_TRECHO FORNECIDO_.
□ □ □ □ □

O
pai foi deixar a filha na creche, mas como estava fechada, foi embora levando a
menina. Distraído, ao invés de deixar a neném em casa com a mãe ou qualquer adulto
de confiança, passou direto e foi trabalhar. Com a criança no carro. Sem se
lembrar de sua presença.
Esse
tipo de tragédia tem acontecido tão frequentemente que cada caso parece velho –
“ah, mas isso que você está dizendo aconteceu há dois meses, foi com aquele pai
de São Paulo, ou do Rio, ou de Minas, já não sei...”. A verdade é que vivemos
no automático. Passamos direto. E não é por maldade, crueldade, alienação.
Talvez possamos colocar uma dose básica de estafa nesse caldeirão, só pra dar
um gosto. É tudo distração. Esquecimento. Olhos fechados. Perda de sentidos.
Rotina.
O
caso do pai que esquece a filha no carro e acaba vítima da própria tragédia que
cria sem querer não é a única perspectiva que temos da maldição da distração –
este talvez seja o caso mais absurdo, mas não desconsideremos os outros. Há
quem se esqueça de regar de plantas. De alimentar o bicho de estimação. De
telefonar para aquela pessoa querida e frisar tal adjetivo. De pausar a mente
por alguns instantes para rever conceitos, pré-conceitos, a fim de descobrir o
que é real e o que é ilusão. De tomar decisões coerentes (mesmo que acarretem
em certas perdas). De pensar no presente, lembrando que o passado é só um
ângulo reto que se entortou com o tempo, e o futuro é a vida que nem é vida
ainda – portanto, é como se qualquer plano pudesse ser abortado a qualquer
instante, porque afinal de contas ainda é plano, não foi formado direito, mal é
um feto (macacos e igrejas me mordam).
Nosso
maior defeito é acreditar que tudo na vida é uma questão de praticidade. Mas é
que nos esquecemos de que, ao sermos práticos, acabamos mostrando o que somos
de verdade: um bando de desesperados. Tomamos comprimidos para afugentarmos
nossos problemas. Afogamos mágoas em copos de álcool, como se mágoas fossem
bactérias. Baseamos a paz naquela velha (e tosca) frase: “quando um não quer,
dois não brigam”. Dispensamos clichês porque ora, são clichês! Mas mesmo assim
repassamos frases heroicas, sorrimos para câmeras indiscretas, julgamos do
outro lado da janela. Somos paranoicos. Não nos permitimos amar, confiar, agir.

□ □ □ □ □

_ENUNCIADO A_.
Responda com base no texto sobre a distração:
(i) Por que o pai foi embora da creche levando a menina?
(ii) Qual é o nosso maior defeito, segundo o texto?
(iii) Com que o texto compara as mágoas afogadas em copos de álcool?

_DADOS ARMAZENADOS_.
□ □ □ □ □

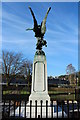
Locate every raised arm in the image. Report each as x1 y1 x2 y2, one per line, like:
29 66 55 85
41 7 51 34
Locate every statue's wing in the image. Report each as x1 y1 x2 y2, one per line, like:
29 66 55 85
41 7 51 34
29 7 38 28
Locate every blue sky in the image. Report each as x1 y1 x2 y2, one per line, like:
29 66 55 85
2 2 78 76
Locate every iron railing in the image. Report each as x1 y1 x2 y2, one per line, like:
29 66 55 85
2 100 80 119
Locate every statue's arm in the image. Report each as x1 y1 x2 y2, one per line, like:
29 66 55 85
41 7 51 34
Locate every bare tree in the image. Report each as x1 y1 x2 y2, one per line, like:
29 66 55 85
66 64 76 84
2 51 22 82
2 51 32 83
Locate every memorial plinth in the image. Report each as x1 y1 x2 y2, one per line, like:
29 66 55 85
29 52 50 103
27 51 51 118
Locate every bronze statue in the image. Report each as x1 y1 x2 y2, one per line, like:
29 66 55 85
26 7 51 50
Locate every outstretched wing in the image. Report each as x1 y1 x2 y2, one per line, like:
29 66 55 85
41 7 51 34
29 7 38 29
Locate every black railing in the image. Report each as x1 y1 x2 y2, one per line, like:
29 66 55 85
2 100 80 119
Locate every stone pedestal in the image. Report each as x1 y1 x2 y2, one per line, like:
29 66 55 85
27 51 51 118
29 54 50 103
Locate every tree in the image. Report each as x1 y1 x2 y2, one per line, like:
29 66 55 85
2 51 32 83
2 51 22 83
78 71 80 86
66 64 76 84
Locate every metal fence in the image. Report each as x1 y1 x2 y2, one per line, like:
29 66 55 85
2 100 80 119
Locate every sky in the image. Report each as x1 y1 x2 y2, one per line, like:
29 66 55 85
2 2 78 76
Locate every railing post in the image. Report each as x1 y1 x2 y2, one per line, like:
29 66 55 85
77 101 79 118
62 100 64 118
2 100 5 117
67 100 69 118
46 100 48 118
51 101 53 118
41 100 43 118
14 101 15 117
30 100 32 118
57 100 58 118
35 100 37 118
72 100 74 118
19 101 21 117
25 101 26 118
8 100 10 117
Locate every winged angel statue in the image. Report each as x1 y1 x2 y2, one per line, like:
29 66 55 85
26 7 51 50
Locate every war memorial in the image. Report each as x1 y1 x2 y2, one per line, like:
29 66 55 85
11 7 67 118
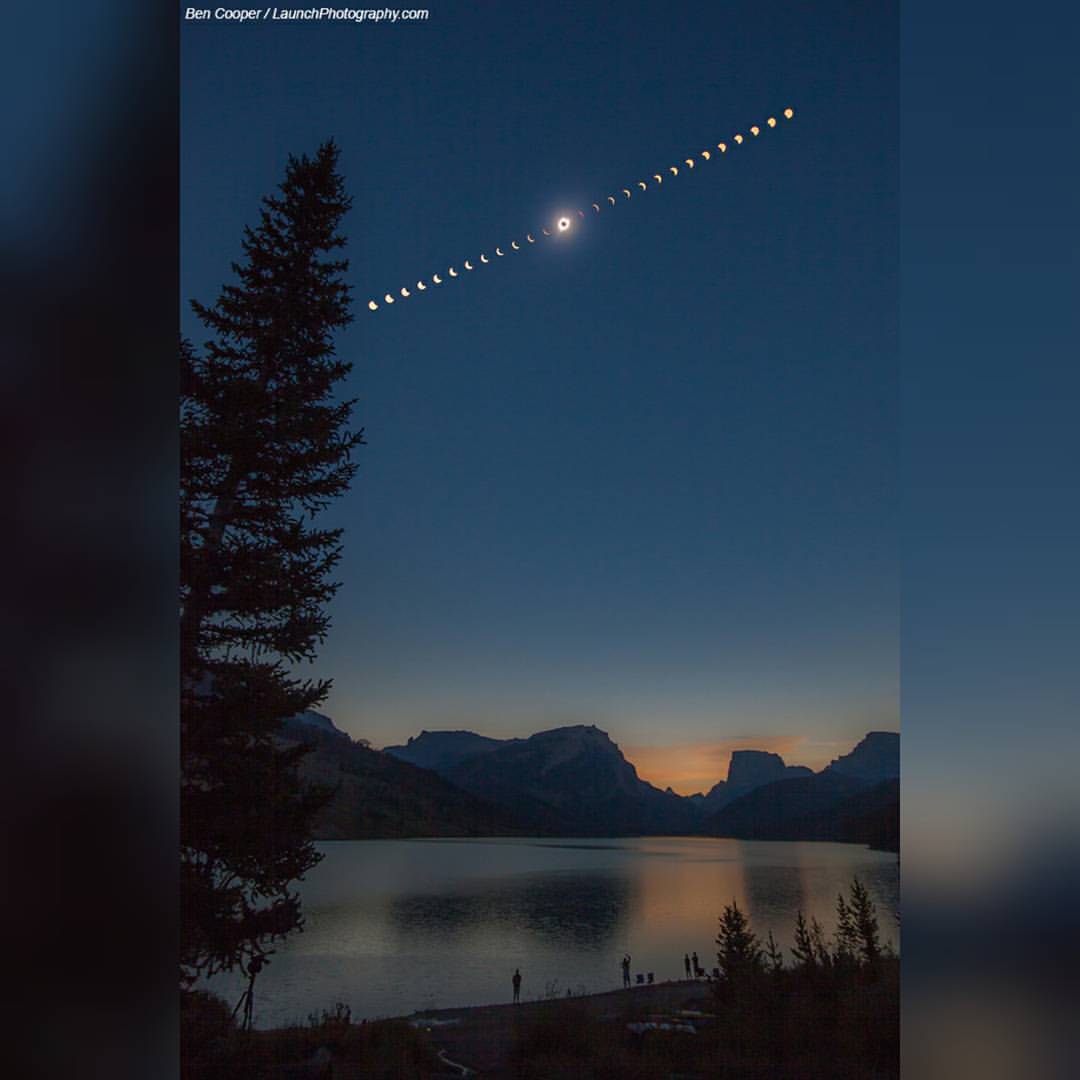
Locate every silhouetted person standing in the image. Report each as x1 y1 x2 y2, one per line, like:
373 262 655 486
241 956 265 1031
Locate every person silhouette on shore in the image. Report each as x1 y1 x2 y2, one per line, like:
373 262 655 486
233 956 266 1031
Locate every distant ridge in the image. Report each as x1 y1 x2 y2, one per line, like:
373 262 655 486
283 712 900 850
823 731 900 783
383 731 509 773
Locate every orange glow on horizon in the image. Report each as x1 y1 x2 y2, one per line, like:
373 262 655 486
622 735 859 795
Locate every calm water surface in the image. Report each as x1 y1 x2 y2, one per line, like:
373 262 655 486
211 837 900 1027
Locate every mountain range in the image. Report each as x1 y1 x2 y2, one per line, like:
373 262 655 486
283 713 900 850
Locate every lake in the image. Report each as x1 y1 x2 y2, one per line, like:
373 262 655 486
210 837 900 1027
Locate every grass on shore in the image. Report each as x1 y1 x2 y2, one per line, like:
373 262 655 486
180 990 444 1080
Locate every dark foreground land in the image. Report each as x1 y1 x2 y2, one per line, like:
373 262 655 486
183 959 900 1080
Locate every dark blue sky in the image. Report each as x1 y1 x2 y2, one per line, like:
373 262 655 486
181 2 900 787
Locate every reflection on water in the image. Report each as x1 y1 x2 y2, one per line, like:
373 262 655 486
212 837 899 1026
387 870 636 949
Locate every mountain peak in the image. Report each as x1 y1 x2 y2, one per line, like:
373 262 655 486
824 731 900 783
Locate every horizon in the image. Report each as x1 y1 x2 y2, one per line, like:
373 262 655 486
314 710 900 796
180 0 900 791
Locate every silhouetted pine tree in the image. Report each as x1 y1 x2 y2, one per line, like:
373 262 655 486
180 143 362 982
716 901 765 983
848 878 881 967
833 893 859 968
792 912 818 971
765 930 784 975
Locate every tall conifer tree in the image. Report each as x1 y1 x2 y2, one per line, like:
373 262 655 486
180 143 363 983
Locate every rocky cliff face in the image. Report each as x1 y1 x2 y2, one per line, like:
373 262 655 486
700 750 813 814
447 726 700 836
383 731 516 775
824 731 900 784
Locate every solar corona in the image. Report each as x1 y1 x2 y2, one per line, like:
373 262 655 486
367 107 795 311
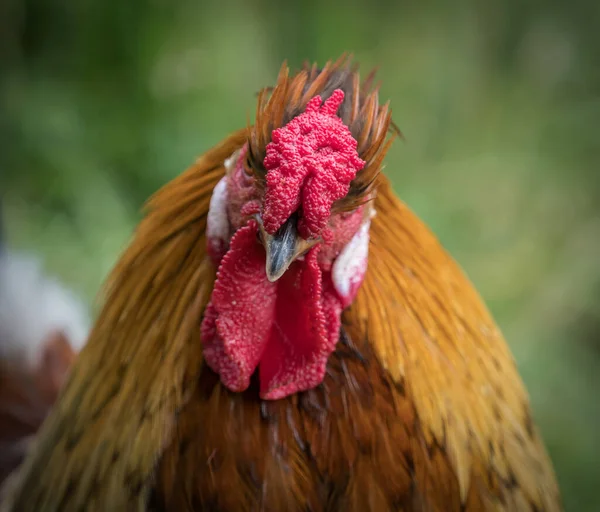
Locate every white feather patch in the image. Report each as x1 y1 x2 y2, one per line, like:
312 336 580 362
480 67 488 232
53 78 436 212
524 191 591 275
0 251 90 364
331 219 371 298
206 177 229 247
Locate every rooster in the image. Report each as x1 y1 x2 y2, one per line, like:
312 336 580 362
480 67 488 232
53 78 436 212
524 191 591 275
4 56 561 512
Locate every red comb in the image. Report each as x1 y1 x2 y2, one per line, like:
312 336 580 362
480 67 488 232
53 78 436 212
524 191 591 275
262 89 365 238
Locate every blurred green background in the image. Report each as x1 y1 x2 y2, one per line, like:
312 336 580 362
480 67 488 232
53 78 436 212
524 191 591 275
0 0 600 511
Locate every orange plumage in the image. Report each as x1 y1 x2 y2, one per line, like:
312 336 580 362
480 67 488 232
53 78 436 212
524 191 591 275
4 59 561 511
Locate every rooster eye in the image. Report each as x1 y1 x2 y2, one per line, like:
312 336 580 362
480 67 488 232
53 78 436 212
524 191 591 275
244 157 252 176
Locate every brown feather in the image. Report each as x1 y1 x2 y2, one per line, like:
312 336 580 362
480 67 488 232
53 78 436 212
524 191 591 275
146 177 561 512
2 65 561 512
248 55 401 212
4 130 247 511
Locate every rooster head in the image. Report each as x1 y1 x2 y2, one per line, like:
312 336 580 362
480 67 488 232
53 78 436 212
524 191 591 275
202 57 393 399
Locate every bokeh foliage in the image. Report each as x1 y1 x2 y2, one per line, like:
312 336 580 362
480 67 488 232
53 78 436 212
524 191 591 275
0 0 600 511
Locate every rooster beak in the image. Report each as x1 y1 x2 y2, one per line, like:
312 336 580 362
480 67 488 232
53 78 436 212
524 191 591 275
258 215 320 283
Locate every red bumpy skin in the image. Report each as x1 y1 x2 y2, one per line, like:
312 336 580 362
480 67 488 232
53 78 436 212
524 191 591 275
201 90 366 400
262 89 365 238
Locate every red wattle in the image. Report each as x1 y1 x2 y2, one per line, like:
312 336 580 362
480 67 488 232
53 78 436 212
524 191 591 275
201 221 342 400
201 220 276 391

□ □ □ □ □

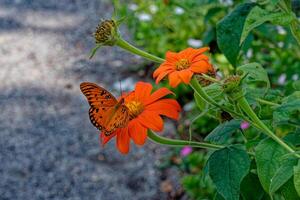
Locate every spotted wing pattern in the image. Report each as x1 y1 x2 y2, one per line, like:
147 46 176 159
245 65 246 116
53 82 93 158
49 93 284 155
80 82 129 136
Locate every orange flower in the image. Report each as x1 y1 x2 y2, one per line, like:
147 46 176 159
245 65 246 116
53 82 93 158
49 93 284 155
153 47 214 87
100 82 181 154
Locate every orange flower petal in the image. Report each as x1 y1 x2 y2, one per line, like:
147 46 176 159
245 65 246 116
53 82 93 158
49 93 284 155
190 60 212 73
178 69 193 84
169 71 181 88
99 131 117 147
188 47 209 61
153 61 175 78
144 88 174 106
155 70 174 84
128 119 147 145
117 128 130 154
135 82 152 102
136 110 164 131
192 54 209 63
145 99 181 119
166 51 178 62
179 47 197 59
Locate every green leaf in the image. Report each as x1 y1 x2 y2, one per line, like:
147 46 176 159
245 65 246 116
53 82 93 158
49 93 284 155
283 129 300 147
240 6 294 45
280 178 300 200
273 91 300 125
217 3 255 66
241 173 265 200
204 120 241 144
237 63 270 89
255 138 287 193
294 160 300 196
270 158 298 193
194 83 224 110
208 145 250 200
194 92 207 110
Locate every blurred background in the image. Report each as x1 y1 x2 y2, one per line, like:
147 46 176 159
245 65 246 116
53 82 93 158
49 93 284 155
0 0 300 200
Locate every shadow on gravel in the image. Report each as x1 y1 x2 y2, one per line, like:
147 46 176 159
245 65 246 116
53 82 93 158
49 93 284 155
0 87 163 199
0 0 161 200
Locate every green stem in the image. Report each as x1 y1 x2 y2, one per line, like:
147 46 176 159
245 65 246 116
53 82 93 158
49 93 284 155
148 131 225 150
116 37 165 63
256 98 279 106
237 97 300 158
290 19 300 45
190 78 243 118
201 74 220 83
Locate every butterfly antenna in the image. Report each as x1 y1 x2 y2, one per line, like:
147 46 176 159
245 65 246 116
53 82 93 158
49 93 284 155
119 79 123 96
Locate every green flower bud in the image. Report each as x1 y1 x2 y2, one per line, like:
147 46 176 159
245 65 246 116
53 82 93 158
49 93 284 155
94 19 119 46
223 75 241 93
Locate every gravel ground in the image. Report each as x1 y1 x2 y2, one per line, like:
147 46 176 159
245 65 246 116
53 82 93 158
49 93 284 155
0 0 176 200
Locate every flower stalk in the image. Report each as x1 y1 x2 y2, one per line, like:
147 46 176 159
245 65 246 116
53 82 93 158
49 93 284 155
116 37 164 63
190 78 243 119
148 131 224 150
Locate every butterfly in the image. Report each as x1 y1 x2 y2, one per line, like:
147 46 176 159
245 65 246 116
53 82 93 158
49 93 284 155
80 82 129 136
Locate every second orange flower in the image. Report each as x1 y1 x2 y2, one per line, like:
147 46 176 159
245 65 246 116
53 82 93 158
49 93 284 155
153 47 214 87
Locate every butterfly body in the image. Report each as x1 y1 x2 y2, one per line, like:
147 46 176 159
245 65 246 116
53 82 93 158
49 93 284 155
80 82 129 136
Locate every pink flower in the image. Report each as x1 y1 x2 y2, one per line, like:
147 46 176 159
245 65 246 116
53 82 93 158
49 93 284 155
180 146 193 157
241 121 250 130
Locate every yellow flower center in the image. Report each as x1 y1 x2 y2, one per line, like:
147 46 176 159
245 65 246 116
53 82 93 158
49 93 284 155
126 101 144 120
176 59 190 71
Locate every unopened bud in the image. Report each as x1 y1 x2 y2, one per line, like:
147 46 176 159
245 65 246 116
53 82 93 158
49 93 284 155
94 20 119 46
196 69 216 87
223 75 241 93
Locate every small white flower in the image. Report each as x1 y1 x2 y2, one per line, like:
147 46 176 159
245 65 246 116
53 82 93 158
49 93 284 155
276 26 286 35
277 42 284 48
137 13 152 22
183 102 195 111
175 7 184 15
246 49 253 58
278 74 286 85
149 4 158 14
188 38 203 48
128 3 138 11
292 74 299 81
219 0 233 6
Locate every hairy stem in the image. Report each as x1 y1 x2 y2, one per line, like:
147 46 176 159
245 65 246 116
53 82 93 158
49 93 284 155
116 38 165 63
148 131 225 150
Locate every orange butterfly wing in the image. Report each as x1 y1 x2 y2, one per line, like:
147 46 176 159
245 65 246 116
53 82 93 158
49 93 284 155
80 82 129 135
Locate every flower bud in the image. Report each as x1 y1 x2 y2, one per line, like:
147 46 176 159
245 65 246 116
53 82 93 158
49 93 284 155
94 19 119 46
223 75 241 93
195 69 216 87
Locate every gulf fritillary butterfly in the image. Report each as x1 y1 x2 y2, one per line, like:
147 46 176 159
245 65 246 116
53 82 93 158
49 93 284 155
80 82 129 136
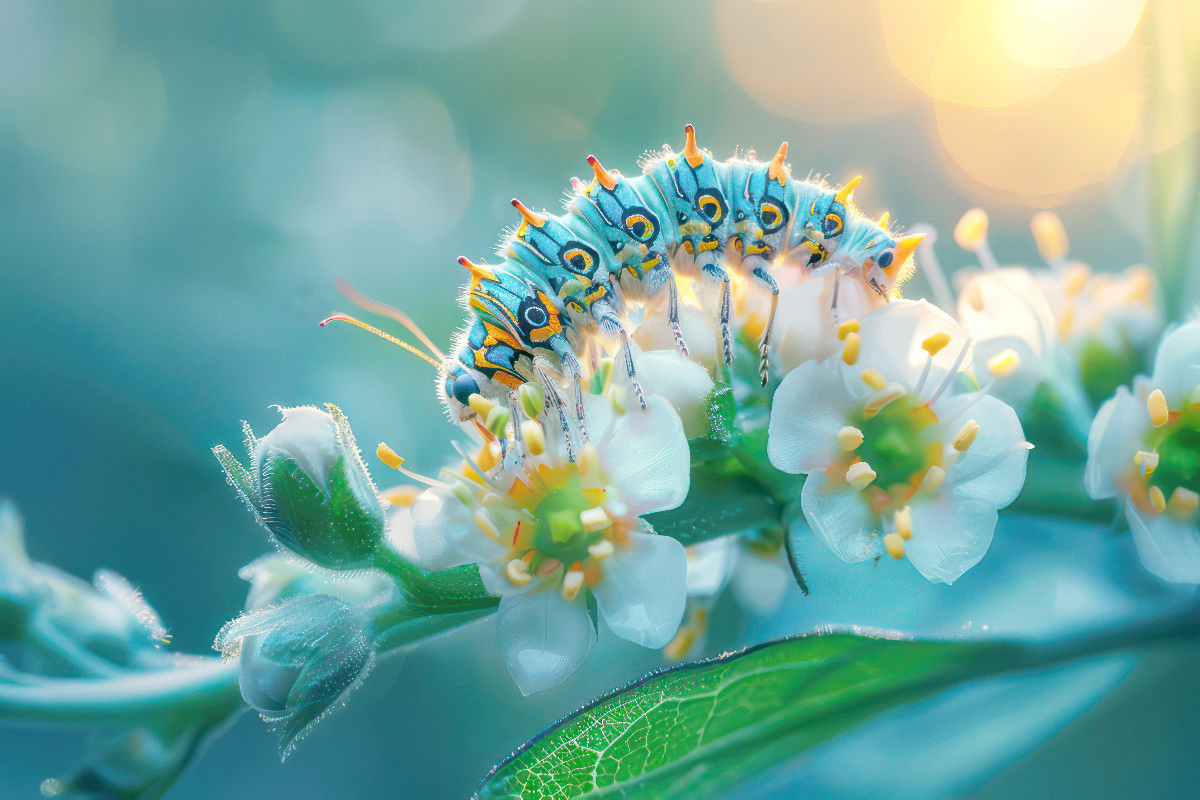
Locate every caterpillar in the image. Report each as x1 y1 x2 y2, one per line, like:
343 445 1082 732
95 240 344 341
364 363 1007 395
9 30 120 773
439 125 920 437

□ □ □ □ □

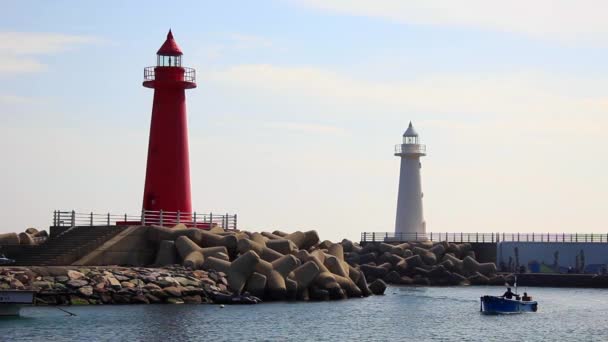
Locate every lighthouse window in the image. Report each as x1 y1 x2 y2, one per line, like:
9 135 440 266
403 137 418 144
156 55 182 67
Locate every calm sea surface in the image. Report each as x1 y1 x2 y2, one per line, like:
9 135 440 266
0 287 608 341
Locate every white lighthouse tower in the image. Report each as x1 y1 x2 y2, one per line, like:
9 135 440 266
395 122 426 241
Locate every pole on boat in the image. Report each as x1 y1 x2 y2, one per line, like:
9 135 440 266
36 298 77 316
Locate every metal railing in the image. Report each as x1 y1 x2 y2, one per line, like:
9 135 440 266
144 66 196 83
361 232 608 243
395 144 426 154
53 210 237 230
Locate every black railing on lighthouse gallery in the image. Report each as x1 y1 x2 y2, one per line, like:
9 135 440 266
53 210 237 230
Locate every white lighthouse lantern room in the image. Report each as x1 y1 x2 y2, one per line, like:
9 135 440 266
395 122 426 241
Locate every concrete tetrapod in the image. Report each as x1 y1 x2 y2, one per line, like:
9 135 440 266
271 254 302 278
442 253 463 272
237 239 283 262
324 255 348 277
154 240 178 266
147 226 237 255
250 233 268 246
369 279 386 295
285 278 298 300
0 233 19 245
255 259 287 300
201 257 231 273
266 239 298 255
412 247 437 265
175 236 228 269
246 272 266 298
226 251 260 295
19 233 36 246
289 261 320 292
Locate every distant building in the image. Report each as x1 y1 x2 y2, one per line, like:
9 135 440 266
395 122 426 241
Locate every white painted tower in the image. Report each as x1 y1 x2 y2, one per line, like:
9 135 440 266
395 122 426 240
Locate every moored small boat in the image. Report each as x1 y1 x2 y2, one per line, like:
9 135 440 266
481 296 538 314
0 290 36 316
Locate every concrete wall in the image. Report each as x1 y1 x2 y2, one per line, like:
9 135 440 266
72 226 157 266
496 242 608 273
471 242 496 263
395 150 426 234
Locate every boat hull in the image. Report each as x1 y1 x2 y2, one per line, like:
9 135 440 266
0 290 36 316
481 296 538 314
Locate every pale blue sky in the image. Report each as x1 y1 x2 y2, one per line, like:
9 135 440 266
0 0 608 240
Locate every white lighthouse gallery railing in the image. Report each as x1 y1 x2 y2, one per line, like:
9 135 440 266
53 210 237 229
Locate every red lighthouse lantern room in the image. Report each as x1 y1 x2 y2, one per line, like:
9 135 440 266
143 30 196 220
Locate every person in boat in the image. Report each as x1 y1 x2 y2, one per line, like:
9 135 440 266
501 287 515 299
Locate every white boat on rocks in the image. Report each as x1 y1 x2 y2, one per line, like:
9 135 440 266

□ □ □ □ □

_ENUNCIADO B_.
Converta em uma lista JSON de strings as linhas das entradas que vão da que contém "Locate every sky" até a que contém "383 731 509 773", inclusive, com uma string por linha e sem as linhas em branco. Deixe as imagens de fora da resposta.

_RESPOSTA COMPLETA A_.
(i) Porque a creche estava fechada.
(ii) Acreditar que tudo na vida é uma questão de praticidade.
(iii) Com bactérias.

_RESPOSTA COMPLETA B_.
[
  "Locate every sky in the image. Report each as x1 y1 x2 y2, one per line, like:",
  "29 66 55 85",
  "2 2 78 76",
  "Locate every railing post in the image. Report each as x1 y1 x2 y2, one per line, like:",
  "29 66 55 85",
  "77 101 79 118",
  "62 100 64 118",
  "2 100 5 117",
  "67 100 69 118",
  "46 100 48 118",
  "51 101 53 118",
  "41 100 43 118",
  "14 101 15 117",
  "30 100 32 118",
  "57 100 58 118",
  "35 100 37 118",
  "72 100 74 118",
  "19 101 21 117",
  "25 101 26 118",
  "8 100 10 117",
  "Locate every winged angel statue in the image. Report each as x1 y1 x2 y2, one per line, like:",
  "29 66 55 85",
  "26 7 51 50",
  "Locate every war memorial in the image. Report each as x1 y1 x2 y2, one per line, like:",
  "29 66 55 85",
  "11 7 67 118",
  "Locate every silhouetted person standing in the image. Report each as x1 y1 x2 y2, one per line, like:",
  "373 262 655 486",
  "241 956 265 1031",
  "Locate every person silhouette on shore in the image. Report each as x1 y1 x2 y2, one per line, like:",
  "373 262 655 486",
  "233 956 266 1031",
  "Locate every distant ridge in the image. Report each as x1 y1 x2 y2, one per line, like:",
  "373 262 655 486",
  "283 712 900 850",
  "823 731 900 783",
  "383 731 509 773"
]